STATED TASK:
Show every line from the listing below that contains the word "standing".

[Position annotation listing]

__________________________________________________

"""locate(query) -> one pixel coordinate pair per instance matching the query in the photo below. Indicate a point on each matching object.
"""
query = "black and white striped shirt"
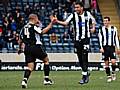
(108, 36)
(81, 24)
(30, 34)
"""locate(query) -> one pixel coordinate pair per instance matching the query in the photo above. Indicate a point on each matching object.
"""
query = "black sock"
(107, 71)
(27, 74)
(46, 70)
(113, 68)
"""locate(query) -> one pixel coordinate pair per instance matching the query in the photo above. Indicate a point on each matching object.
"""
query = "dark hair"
(80, 3)
(107, 18)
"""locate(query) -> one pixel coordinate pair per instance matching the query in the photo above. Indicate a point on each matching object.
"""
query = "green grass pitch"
(64, 80)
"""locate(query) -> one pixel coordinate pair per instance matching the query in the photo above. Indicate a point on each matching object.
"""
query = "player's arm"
(21, 44)
(100, 41)
(66, 22)
(117, 41)
(93, 23)
(46, 29)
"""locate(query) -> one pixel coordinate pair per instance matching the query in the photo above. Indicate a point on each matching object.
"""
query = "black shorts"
(34, 52)
(109, 53)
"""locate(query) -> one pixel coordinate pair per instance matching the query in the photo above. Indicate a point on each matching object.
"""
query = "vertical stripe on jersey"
(80, 27)
(107, 36)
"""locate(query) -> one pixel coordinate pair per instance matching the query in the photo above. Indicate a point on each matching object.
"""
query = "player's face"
(78, 8)
(106, 22)
(36, 20)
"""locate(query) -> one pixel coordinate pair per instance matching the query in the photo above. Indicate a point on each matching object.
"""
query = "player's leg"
(42, 55)
(107, 69)
(85, 77)
(83, 61)
(47, 81)
(30, 67)
(113, 61)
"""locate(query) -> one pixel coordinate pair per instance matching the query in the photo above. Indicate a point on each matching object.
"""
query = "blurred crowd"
(12, 21)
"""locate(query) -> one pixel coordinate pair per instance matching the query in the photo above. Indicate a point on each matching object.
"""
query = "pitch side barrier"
(58, 62)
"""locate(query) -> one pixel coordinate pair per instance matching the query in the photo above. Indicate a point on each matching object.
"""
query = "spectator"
(53, 38)
(93, 7)
(9, 38)
(65, 38)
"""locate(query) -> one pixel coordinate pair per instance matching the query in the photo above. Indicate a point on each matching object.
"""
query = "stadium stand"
(20, 9)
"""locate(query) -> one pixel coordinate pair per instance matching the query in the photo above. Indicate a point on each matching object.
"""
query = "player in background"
(31, 45)
(108, 39)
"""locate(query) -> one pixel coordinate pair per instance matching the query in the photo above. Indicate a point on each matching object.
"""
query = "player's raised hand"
(118, 52)
(53, 19)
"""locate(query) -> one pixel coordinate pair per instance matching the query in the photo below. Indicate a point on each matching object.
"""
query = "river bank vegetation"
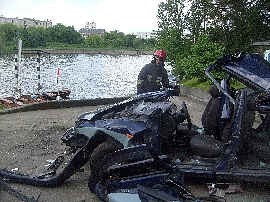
(193, 33)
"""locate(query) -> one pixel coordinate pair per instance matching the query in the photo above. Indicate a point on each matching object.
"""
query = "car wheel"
(101, 151)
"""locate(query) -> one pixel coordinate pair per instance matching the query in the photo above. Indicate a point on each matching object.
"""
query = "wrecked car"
(233, 143)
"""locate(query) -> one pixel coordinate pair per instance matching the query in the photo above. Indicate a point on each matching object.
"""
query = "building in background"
(147, 35)
(90, 29)
(26, 22)
(90, 25)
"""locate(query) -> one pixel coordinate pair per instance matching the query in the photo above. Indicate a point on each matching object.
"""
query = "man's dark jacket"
(152, 78)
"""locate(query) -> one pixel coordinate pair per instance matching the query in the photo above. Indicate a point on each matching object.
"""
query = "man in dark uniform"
(153, 76)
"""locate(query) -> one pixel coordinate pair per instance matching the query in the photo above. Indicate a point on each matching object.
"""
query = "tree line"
(194, 33)
(61, 36)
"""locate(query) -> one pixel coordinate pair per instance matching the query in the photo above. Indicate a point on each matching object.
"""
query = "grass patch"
(195, 83)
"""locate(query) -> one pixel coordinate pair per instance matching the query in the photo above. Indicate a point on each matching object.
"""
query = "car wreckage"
(146, 146)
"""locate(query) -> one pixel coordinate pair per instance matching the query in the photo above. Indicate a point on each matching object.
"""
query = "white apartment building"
(26, 22)
(147, 35)
(90, 25)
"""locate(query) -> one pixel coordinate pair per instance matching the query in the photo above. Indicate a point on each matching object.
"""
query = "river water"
(86, 76)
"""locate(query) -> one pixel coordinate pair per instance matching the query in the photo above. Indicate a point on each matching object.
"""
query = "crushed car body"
(230, 146)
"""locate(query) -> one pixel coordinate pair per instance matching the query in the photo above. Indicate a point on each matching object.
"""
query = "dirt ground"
(28, 140)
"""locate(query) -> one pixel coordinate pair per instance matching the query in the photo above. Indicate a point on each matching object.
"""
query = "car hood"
(250, 69)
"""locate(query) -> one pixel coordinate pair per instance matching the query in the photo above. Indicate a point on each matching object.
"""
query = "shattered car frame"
(231, 145)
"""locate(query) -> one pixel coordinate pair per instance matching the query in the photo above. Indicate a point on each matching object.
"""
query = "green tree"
(171, 23)
(203, 53)
(94, 41)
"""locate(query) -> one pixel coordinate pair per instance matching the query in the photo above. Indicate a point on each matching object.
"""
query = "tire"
(101, 151)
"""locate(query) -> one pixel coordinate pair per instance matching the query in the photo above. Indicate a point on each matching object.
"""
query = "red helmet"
(161, 54)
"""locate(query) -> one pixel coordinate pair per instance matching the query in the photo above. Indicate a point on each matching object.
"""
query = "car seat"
(211, 115)
(207, 147)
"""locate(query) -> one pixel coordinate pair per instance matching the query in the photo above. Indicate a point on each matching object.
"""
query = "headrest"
(214, 92)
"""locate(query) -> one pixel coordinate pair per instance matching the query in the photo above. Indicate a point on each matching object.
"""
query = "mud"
(28, 140)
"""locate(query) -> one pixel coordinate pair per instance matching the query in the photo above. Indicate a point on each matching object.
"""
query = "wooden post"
(39, 87)
(18, 70)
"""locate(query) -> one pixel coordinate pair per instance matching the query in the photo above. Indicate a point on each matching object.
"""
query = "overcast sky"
(128, 16)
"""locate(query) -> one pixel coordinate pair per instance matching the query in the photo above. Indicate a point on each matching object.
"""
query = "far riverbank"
(103, 52)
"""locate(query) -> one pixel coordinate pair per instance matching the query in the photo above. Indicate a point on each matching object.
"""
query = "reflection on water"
(86, 76)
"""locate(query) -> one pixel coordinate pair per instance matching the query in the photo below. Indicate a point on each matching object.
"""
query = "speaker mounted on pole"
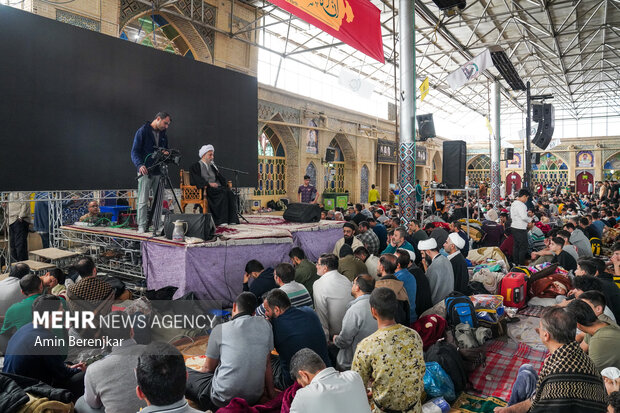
(546, 126)
(426, 126)
(454, 163)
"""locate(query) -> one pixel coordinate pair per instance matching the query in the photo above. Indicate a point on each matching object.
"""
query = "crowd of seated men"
(336, 335)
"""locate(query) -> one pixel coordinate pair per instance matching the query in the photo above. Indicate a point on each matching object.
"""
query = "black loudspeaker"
(330, 154)
(198, 225)
(545, 127)
(426, 126)
(537, 112)
(454, 163)
(299, 212)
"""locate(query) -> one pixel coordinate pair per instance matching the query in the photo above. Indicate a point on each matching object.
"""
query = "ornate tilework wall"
(406, 196)
(311, 172)
(364, 187)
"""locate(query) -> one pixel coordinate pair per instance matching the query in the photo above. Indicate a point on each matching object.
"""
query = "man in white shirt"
(521, 218)
(371, 261)
(332, 293)
(326, 390)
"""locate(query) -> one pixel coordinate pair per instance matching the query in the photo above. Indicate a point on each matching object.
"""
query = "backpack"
(513, 287)
(522, 269)
(459, 309)
(450, 360)
(597, 246)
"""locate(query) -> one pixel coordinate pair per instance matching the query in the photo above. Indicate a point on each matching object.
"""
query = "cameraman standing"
(150, 136)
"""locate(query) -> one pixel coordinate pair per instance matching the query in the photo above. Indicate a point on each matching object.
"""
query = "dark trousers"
(18, 238)
(198, 389)
(520, 247)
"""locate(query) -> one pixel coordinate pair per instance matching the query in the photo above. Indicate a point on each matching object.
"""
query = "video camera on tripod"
(166, 156)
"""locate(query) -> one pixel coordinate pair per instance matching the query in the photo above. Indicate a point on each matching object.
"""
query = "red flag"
(355, 22)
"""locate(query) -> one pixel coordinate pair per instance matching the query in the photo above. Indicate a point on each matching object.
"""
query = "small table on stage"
(37, 267)
(58, 258)
(115, 210)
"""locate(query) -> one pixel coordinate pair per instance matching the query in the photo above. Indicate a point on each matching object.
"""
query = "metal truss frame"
(56, 200)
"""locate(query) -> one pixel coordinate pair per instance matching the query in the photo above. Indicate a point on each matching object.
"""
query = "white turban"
(205, 149)
(427, 244)
(457, 240)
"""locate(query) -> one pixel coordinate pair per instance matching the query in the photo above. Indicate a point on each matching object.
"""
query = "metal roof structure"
(568, 48)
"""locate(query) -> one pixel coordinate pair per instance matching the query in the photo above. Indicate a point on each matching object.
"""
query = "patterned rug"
(504, 357)
(532, 311)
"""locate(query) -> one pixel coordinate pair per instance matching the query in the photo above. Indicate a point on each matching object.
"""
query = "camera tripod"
(158, 198)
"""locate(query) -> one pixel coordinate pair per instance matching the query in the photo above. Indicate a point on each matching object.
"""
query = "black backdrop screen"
(71, 101)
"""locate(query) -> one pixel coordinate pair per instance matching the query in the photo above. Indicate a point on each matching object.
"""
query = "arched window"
(271, 164)
(311, 172)
(550, 169)
(479, 169)
(334, 176)
(611, 168)
(364, 186)
(155, 31)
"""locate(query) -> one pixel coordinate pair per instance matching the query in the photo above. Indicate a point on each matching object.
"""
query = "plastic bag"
(437, 383)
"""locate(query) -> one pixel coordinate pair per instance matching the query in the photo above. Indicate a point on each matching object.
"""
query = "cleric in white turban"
(221, 200)
(453, 246)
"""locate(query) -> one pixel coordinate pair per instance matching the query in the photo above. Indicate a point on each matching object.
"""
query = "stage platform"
(213, 270)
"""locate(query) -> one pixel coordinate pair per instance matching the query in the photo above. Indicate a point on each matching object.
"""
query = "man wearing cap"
(438, 270)
(453, 246)
(150, 136)
(348, 230)
(307, 193)
(204, 174)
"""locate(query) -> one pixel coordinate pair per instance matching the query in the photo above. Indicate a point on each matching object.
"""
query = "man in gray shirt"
(579, 240)
(161, 375)
(110, 383)
(238, 359)
(357, 323)
(438, 270)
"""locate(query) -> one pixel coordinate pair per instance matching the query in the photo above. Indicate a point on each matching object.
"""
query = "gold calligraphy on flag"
(330, 12)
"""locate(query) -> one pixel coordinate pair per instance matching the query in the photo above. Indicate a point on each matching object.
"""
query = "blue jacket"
(143, 145)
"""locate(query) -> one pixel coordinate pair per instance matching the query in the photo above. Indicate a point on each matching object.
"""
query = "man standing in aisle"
(19, 217)
(307, 193)
(151, 135)
(520, 220)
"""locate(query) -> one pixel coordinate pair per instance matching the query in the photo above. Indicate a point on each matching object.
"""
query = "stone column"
(495, 145)
(407, 111)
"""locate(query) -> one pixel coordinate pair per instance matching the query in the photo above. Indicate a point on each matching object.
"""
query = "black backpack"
(450, 360)
(459, 309)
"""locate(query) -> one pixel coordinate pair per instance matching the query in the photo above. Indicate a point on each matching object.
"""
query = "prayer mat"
(469, 403)
(532, 311)
(504, 357)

__________________________________________________

RESPONSE:
query = "cameraman standing"
query = "man standing in aisle"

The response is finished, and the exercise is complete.